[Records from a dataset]
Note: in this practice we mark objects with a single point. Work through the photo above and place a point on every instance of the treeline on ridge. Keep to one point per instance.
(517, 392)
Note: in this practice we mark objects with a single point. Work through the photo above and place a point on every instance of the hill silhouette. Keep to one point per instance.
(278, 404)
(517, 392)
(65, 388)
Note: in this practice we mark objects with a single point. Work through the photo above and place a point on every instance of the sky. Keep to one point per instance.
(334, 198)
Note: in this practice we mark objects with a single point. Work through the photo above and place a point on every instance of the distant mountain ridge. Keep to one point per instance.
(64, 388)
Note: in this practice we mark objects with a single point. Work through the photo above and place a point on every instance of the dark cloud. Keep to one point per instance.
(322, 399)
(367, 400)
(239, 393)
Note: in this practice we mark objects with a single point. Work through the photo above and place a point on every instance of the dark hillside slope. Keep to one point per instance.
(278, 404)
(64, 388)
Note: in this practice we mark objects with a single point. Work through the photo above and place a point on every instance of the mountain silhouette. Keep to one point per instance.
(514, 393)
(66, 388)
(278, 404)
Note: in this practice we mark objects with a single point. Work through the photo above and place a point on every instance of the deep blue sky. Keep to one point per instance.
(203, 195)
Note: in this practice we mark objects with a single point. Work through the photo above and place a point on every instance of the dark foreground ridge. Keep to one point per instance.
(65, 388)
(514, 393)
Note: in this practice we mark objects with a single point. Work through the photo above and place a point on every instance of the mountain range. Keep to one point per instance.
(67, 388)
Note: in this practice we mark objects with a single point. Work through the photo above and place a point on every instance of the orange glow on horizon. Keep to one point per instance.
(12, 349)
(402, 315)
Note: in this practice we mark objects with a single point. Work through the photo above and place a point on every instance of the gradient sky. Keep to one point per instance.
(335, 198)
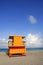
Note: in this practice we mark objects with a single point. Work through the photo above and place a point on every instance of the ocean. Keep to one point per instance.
(29, 49)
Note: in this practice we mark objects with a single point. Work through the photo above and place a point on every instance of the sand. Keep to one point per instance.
(31, 58)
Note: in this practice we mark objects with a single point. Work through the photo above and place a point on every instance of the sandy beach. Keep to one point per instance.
(32, 58)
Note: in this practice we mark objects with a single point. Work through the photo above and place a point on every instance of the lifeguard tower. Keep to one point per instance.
(16, 45)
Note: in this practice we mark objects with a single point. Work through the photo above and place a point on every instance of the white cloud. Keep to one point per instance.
(33, 41)
(32, 19)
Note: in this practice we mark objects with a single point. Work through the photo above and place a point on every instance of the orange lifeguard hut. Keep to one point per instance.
(16, 45)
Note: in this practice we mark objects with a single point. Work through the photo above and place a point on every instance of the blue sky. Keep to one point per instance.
(21, 17)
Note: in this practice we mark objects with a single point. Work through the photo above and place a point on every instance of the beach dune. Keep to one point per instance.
(33, 57)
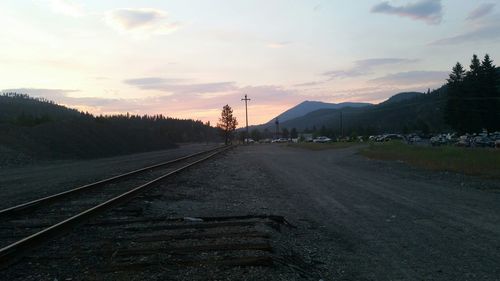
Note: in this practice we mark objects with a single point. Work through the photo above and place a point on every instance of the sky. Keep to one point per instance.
(188, 58)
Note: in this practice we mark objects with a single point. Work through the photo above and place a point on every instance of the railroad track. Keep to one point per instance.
(26, 226)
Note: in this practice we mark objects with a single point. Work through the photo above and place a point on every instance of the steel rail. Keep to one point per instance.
(51, 198)
(17, 249)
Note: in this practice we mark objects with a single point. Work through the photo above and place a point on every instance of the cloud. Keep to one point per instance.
(140, 20)
(481, 11)
(482, 30)
(278, 45)
(67, 7)
(412, 78)
(45, 93)
(365, 67)
(429, 11)
(178, 86)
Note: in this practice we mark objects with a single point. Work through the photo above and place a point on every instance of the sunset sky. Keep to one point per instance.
(188, 58)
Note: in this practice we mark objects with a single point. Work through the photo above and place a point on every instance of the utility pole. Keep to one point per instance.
(341, 126)
(277, 122)
(246, 99)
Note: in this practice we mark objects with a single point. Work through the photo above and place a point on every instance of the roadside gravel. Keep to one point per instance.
(354, 219)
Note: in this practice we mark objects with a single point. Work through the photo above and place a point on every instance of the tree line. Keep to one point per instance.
(473, 97)
(43, 129)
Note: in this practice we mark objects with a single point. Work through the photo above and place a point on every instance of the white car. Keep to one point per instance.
(322, 139)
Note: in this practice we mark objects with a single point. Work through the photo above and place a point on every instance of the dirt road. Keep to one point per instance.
(384, 221)
(355, 219)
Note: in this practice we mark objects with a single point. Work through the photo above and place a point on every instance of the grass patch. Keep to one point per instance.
(322, 146)
(478, 161)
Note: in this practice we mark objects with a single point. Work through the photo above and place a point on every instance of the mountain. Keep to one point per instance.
(310, 106)
(402, 112)
(35, 129)
(403, 96)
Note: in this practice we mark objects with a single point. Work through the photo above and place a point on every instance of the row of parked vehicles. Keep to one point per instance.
(468, 140)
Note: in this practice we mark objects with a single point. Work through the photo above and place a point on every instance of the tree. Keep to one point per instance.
(284, 133)
(227, 123)
(488, 103)
(454, 104)
(255, 134)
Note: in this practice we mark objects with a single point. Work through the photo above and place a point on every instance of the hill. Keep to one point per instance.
(34, 128)
(403, 96)
(310, 106)
(401, 113)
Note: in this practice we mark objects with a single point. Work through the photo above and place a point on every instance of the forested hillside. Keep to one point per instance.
(32, 128)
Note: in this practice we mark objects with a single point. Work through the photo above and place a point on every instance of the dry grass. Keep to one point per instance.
(322, 146)
(478, 161)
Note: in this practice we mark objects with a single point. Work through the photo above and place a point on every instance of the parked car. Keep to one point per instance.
(280, 140)
(322, 139)
(483, 141)
(463, 141)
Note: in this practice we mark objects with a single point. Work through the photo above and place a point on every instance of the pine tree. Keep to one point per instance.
(489, 95)
(454, 108)
(227, 123)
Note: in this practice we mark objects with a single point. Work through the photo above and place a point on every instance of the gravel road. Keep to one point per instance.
(355, 219)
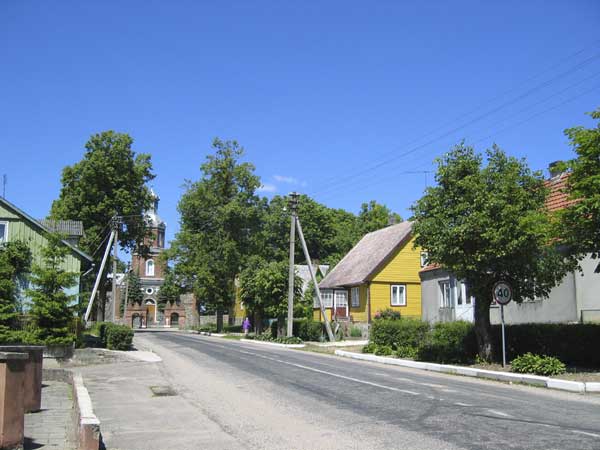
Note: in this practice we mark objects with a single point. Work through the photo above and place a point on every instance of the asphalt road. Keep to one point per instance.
(265, 397)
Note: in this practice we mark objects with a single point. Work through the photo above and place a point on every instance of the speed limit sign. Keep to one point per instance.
(502, 293)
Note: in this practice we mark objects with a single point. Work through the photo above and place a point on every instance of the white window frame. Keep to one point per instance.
(4, 236)
(341, 298)
(446, 301)
(424, 259)
(150, 268)
(355, 297)
(327, 297)
(402, 298)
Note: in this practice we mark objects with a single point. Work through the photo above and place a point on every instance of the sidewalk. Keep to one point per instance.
(52, 426)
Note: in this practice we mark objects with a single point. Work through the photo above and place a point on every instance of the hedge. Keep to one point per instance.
(396, 333)
(449, 342)
(118, 337)
(113, 336)
(455, 342)
(573, 344)
(307, 330)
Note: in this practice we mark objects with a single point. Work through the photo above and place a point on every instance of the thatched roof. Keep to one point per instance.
(367, 257)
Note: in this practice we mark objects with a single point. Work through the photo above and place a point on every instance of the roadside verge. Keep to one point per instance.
(533, 380)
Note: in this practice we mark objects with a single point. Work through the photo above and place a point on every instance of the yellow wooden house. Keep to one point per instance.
(380, 272)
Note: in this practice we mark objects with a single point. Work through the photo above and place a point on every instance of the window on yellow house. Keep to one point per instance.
(355, 297)
(327, 297)
(446, 295)
(398, 295)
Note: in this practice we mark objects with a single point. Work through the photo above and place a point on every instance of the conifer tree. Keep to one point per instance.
(51, 306)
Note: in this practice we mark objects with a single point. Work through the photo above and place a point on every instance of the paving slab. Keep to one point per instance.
(52, 426)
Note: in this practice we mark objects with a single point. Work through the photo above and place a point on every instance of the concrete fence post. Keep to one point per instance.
(12, 412)
(33, 374)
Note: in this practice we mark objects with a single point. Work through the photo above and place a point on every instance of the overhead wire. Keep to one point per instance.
(350, 178)
(463, 125)
(384, 179)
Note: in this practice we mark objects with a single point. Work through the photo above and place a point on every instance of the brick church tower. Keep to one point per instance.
(151, 272)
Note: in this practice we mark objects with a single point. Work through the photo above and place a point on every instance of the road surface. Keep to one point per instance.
(259, 397)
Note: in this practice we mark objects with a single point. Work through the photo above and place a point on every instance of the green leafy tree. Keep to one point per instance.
(15, 261)
(170, 290)
(581, 221)
(220, 216)
(374, 216)
(109, 180)
(264, 291)
(487, 224)
(134, 289)
(51, 309)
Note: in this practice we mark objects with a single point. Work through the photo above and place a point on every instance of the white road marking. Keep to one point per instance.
(499, 413)
(343, 377)
(433, 385)
(586, 433)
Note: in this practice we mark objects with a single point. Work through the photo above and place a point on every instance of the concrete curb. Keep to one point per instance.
(273, 344)
(88, 425)
(340, 344)
(532, 380)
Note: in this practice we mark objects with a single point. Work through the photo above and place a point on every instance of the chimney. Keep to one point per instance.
(555, 168)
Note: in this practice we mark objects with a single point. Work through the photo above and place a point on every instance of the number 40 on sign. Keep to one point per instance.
(502, 293)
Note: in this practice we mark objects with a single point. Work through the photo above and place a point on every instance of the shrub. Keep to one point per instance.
(387, 314)
(396, 333)
(355, 332)
(310, 330)
(406, 351)
(232, 328)
(384, 350)
(118, 337)
(449, 342)
(264, 336)
(574, 344)
(288, 340)
(538, 365)
(207, 328)
(369, 348)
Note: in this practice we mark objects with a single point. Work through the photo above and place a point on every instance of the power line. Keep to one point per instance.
(384, 179)
(350, 179)
(520, 97)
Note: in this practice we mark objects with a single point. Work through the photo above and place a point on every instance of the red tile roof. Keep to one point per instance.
(430, 267)
(558, 198)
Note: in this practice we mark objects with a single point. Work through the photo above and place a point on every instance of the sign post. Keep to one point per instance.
(502, 295)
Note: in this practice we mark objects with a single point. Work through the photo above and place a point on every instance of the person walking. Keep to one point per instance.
(246, 326)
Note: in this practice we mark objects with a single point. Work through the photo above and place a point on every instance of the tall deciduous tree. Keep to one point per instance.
(109, 180)
(51, 306)
(15, 260)
(487, 224)
(264, 291)
(581, 221)
(374, 216)
(220, 216)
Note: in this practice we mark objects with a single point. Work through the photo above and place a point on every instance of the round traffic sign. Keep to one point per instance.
(502, 292)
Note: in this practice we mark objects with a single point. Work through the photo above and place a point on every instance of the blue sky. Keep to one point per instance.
(346, 101)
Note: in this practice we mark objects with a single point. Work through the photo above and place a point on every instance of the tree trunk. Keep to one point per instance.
(219, 320)
(102, 300)
(281, 331)
(483, 327)
(257, 322)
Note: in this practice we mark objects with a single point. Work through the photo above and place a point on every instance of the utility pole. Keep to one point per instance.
(314, 279)
(98, 276)
(126, 300)
(293, 204)
(116, 224)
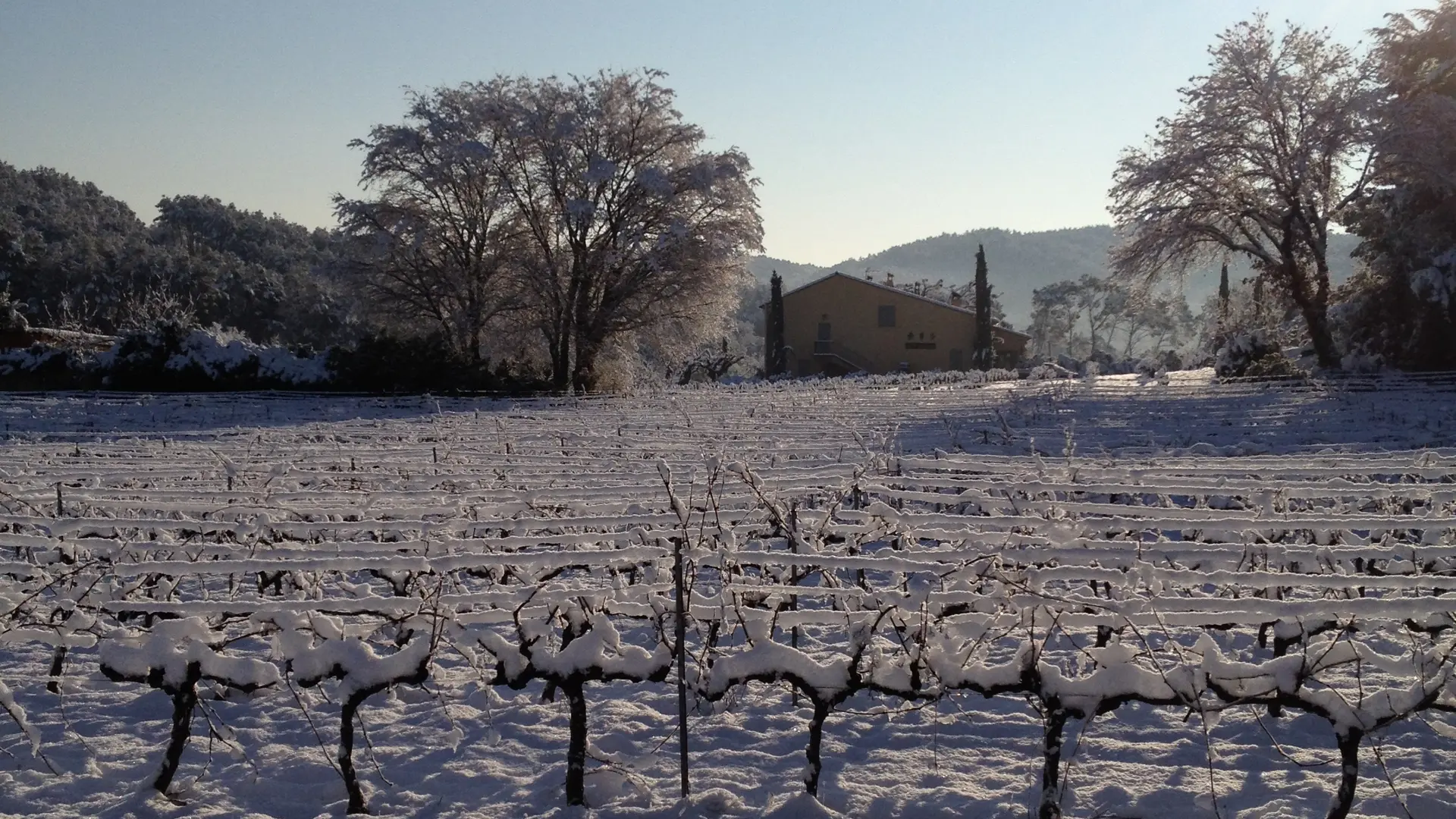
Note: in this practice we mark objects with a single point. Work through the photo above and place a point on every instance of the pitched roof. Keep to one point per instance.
(899, 292)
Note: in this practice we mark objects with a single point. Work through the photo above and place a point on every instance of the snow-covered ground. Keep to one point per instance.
(946, 531)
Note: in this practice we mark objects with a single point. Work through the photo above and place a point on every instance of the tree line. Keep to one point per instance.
(1289, 137)
(551, 226)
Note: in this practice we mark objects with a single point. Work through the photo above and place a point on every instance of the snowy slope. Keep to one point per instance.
(184, 504)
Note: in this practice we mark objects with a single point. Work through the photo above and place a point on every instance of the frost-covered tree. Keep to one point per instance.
(1117, 321)
(628, 221)
(777, 359)
(437, 240)
(1263, 158)
(1404, 305)
(984, 353)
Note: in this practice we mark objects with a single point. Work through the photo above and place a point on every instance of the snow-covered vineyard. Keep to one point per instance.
(1122, 598)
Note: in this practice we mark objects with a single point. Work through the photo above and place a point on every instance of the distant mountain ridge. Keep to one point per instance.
(1019, 262)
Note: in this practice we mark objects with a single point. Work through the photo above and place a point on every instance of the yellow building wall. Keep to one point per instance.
(927, 335)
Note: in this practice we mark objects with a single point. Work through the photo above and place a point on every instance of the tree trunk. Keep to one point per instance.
(816, 765)
(182, 704)
(577, 748)
(1348, 744)
(1318, 322)
(1050, 806)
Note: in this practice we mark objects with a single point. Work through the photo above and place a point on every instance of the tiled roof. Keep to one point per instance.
(893, 289)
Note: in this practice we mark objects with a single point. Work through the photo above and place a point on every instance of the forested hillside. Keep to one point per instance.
(1019, 262)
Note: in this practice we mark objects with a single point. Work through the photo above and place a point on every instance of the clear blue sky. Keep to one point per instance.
(870, 124)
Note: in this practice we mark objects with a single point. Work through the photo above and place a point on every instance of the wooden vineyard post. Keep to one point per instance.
(680, 611)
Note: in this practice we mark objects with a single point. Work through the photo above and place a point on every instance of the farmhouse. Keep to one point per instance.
(840, 324)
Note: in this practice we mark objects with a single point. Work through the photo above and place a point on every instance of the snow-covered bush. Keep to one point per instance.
(175, 357)
(1241, 350)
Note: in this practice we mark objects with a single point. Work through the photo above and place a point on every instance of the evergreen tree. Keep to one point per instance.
(984, 354)
(1223, 297)
(775, 356)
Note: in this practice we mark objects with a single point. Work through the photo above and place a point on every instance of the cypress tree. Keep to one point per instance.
(984, 356)
(1223, 297)
(775, 356)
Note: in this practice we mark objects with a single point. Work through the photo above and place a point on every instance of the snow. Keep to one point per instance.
(302, 548)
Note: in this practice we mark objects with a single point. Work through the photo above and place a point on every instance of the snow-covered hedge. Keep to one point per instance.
(168, 359)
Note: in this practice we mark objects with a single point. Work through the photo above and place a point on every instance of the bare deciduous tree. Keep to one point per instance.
(629, 222)
(1267, 152)
(436, 241)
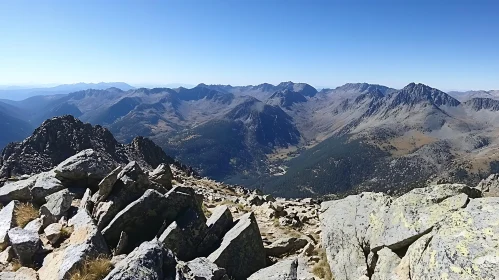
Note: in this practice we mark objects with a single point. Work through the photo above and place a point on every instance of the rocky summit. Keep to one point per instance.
(138, 215)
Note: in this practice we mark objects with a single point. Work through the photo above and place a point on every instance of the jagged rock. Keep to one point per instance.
(345, 225)
(122, 243)
(184, 235)
(85, 242)
(386, 263)
(200, 269)
(145, 262)
(25, 244)
(53, 232)
(86, 166)
(489, 186)
(20, 190)
(218, 224)
(285, 245)
(143, 218)
(35, 225)
(162, 175)
(463, 246)
(7, 221)
(241, 252)
(57, 206)
(6, 255)
(86, 201)
(46, 184)
(410, 216)
(131, 184)
(22, 273)
(106, 185)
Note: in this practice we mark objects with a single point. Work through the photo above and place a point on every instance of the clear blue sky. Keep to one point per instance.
(446, 44)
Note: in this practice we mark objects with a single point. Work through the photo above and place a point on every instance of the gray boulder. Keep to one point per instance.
(184, 235)
(131, 184)
(241, 252)
(25, 244)
(85, 242)
(162, 175)
(20, 190)
(200, 269)
(7, 221)
(57, 206)
(285, 245)
(142, 219)
(144, 263)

■ Task to complete
Print exactly the lines above, starting at the line that contains "boulder. Keep to one point per instance." and ending with the last line of the records, both included.

■ Final result
Note: in this practice we mark objects with a single point. Work through the photo above and place a point on every instance of the gray boulder. Keep to one point per instance.
(184, 235)
(131, 184)
(241, 252)
(25, 244)
(85, 242)
(162, 175)
(20, 190)
(200, 269)
(7, 221)
(57, 206)
(285, 245)
(142, 219)
(144, 263)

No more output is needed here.